**** ページ本文 ****

着々とアメリカを、世界を変えていく大統領。この男、ひょっとして“デキるヤツ”? 『ボウリング・フォー・コロンバイン』『華氏911』の“アポなし突撃男”がトランプのからくり、全部見せます!

2016年11月9日、アメリカはもちろん世界中の人々が、何かの間違いか、大掛かりなジョークかと驚いた。ドナルド・トランプが、アメリカ大統領選の勝利を宣言したのだ。当選してからもトランプは、連日のツイッター炎上に、虚言暴言やスキャンダルをまき散らし、政権はカオス状態に。だがその一方で、着々と公約を果たしてアメリカを変えると共に、国際政治にも精力的に取り組み、同盟国である私たち日本を筆頭に、世界に影響を及ぼし続けている。
当初は、すぐに本性を現し、無能もバレて、世界中からブーイングを浴びながら、“任期の途中で罷免”などという予想さえ飛び交っていたのに、いったいなぜこんなことに!? そんな、あなたの疑問にすべて答えるために、あの“アポなし突撃男”が、またまたやってくれた! ブッシュ政権にケンカを売って拍手喝采を贈られ、世界的大ヒットを成し遂げた『華氏911』のマイケル・ムーア監督だ。

**** データセット行 ****

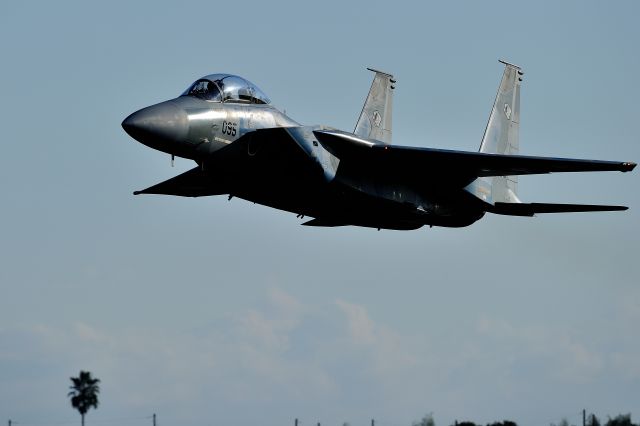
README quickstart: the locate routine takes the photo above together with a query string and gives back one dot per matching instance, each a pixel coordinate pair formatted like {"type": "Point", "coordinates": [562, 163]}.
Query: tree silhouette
{"type": "Point", "coordinates": [84, 393]}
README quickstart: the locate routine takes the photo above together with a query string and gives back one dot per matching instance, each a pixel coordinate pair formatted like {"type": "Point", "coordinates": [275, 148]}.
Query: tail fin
{"type": "Point", "coordinates": [375, 118]}
{"type": "Point", "coordinates": [501, 134]}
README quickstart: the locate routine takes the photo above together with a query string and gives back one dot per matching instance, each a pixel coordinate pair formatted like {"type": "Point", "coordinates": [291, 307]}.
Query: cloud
{"type": "Point", "coordinates": [360, 326]}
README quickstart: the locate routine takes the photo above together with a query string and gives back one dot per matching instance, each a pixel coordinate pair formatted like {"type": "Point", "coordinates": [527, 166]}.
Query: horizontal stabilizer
{"type": "Point", "coordinates": [193, 183]}
{"type": "Point", "coordinates": [530, 209]}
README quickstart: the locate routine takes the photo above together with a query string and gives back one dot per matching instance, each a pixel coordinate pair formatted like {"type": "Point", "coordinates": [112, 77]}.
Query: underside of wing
{"type": "Point", "coordinates": [414, 162]}
{"type": "Point", "coordinates": [530, 209]}
{"type": "Point", "coordinates": [193, 183]}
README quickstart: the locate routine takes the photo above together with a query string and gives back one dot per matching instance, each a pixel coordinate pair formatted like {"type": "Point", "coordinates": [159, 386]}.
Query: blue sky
{"type": "Point", "coordinates": [206, 311]}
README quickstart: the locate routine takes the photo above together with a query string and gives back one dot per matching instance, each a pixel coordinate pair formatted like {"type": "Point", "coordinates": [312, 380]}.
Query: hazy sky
{"type": "Point", "coordinates": [209, 312]}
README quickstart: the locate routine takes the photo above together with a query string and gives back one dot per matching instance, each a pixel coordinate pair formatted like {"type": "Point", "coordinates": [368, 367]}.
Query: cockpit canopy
{"type": "Point", "coordinates": [226, 88]}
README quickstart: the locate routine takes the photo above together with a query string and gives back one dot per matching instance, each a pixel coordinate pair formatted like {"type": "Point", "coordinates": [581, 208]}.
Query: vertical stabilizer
{"type": "Point", "coordinates": [501, 134]}
{"type": "Point", "coordinates": [375, 118]}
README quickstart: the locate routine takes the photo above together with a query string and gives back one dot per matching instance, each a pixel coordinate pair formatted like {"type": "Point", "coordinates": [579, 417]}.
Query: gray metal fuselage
{"type": "Point", "coordinates": [246, 148]}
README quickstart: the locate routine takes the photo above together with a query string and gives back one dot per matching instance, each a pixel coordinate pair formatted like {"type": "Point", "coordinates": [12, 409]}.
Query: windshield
{"type": "Point", "coordinates": [204, 89]}
{"type": "Point", "coordinates": [226, 88]}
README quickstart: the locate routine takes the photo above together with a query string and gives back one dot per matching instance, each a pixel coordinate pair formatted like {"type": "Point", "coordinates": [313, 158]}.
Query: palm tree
{"type": "Point", "coordinates": [84, 393]}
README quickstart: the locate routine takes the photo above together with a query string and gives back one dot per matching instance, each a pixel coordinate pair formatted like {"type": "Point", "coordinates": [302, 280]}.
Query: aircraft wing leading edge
{"type": "Point", "coordinates": [429, 162]}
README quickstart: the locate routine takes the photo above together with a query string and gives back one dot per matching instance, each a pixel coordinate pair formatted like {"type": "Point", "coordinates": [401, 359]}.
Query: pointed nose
{"type": "Point", "coordinates": [158, 125]}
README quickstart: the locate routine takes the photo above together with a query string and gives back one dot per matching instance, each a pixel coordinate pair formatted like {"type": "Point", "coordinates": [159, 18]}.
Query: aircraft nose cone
{"type": "Point", "coordinates": [158, 124]}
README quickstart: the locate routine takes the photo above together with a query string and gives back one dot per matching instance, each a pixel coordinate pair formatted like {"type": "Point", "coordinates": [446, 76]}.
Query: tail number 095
{"type": "Point", "coordinates": [229, 128]}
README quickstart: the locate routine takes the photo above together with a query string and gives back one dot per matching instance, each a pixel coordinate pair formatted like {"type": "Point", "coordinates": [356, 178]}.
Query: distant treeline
{"type": "Point", "coordinates": [591, 420]}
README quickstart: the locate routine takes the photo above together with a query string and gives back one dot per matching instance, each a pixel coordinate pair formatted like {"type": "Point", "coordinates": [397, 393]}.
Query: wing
{"type": "Point", "coordinates": [419, 163]}
{"type": "Point", "coordinates": [530, 209]}
{"type": "Point", "coordinates": [193, 183]}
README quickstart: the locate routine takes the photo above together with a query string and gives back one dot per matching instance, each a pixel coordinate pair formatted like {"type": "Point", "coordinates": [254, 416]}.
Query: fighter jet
{"type": "Point", "coordinates": [244, 147]}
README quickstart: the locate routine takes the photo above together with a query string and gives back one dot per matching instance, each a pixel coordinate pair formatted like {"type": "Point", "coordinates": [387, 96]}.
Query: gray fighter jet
{"type": "Point", "coordinates": [246, 148]}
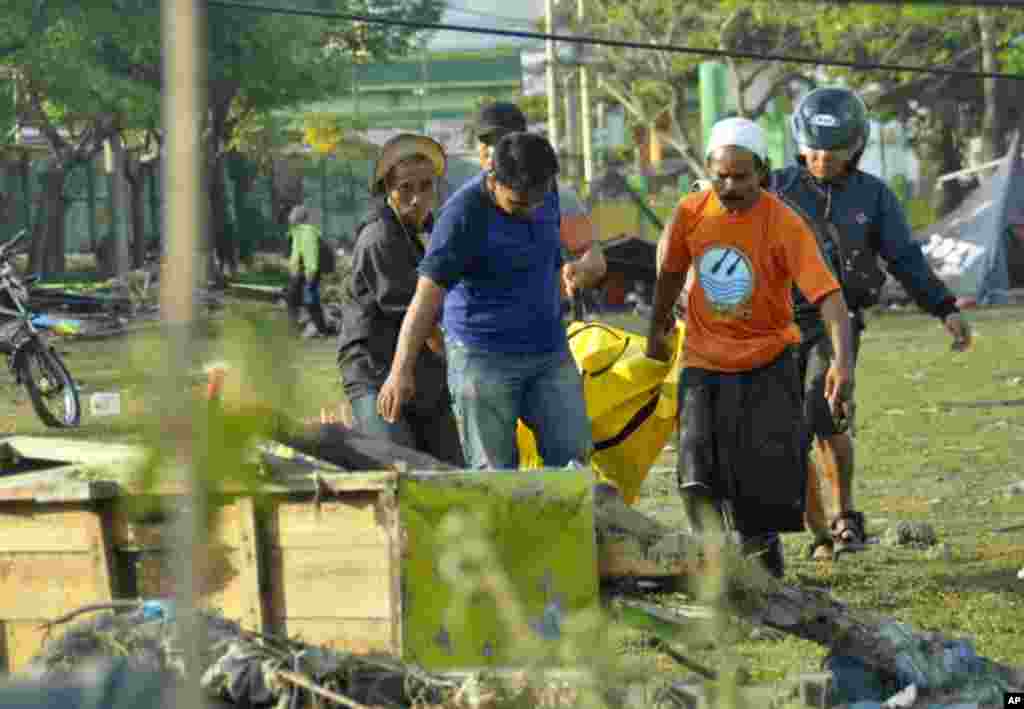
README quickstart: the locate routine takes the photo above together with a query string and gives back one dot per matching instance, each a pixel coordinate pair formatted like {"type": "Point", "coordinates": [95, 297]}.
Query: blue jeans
{"type": "Point", "coordinates": [491, 390]}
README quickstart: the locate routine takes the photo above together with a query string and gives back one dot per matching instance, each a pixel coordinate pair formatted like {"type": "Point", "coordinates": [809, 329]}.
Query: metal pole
{"type": "Point", "coordinates": [549, 24]}
{"type": "Point", "coordinates": [571, 127]}
{"type": "Point", "coordinates": [183, 223]}
{"type": "Point", "coordinates": [585, 116]}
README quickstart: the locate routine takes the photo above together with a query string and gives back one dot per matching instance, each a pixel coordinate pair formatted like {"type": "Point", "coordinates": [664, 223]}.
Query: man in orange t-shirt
{"type": "Point", "coordinates": [740, 451]}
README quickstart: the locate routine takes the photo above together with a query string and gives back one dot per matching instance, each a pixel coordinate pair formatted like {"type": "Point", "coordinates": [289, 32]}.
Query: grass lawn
{"type": "Point", "coordinates": [918, 460]}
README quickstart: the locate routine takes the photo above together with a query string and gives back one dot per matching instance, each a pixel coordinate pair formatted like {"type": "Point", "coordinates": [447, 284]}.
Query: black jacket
{"type": "Point", "coordinates": [871, 225]}
{"type": "Point", "coordinates": [375, 300]}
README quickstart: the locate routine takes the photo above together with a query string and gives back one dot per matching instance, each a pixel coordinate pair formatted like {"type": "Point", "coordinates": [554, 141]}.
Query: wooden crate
{"type": "Point", "coordinates": [326, 559]}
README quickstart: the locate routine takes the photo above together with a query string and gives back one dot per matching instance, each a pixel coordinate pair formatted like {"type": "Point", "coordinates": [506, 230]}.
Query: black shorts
{"type": "Point", "coordinates": [741, 438]}
{"type": "Point", "coordinates": [815, 356]}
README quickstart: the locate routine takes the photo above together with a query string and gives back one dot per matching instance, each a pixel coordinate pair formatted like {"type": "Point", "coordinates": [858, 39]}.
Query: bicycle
{"type": "Point", "coordinates": [32, 361]}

****

**実行手順**
上記のページ本文から、「着々とアメリカを、世界を変え」から「界に影響を及ぼし続けている。」までの範囲を一字一句変えずに抽出せよ。

**出力結果**
着々とアメリカを、世界を変えていく大統領。この男、ひょっとして“デキるヤツ”? 『ボウリング・フォー・コロンバイン』『華氏911』の“アポなし突撃男”がトランプのからくり、全部見せます!

2016年11月9日、アメリカはもちろん世界中の人々が、何かの間違いか、大掛かりなジョークかと驚いた。ドナルド・トランプが、アメリカ大統領選の勝利を宣言したのだ。当選してからもトランプは、連日のツイッター炎上に、虚言暴言やスキャンダルをまき散らし、政権はカオス状態に。だがその一方で、着々と公約を果たしてアメリカを変えると共に、国際政治にも精力的に取り組み、同盟国である私たち日本を筆頭に、世界に影響を及ぼし続けている。